= What is expected =
Rewrite the items as a two-column Markdown table with the columns Row and Line, from the start of the items through the line that contains "1335;620;1456;819", inclusive. Number each line in the Row column and leave out blank lines.

= Recorded data =
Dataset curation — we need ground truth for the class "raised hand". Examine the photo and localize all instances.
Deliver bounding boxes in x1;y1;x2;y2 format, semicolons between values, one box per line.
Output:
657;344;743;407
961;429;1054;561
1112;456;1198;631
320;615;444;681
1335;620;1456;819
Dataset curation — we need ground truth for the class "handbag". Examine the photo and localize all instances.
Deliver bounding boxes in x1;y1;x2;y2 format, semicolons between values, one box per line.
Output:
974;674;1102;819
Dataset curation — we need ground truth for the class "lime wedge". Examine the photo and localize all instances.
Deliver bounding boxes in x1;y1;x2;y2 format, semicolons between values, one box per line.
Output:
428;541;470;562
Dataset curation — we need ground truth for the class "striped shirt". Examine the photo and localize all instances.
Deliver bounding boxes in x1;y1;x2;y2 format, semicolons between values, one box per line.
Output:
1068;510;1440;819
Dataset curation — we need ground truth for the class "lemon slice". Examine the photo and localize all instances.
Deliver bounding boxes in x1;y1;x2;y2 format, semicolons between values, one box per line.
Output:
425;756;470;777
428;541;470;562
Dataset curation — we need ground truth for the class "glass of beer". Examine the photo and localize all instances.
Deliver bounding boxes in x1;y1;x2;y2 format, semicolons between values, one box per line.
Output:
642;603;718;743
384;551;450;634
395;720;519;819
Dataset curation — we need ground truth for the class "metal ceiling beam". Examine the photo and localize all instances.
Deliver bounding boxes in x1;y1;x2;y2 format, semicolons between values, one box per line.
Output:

= Solved problem =
| Row | Line |
|---|---|
| 1 | Dataset curation — we need ground truth for the class "raised hand". Examine the photo and localize all instances. |
| 2 | Deliver bounding boxes in x1;y1;x2;y2 format, semicolons between values, one box per line. |
| 3 | Output: |
| 4 | 657;344;743;407 |
| 5 | 961;429;1054;561 |
| 6 | 1112;456;1198;631 |
| 7 | 320;615;444;681 |
| 8 | 1335;620;1456;819 |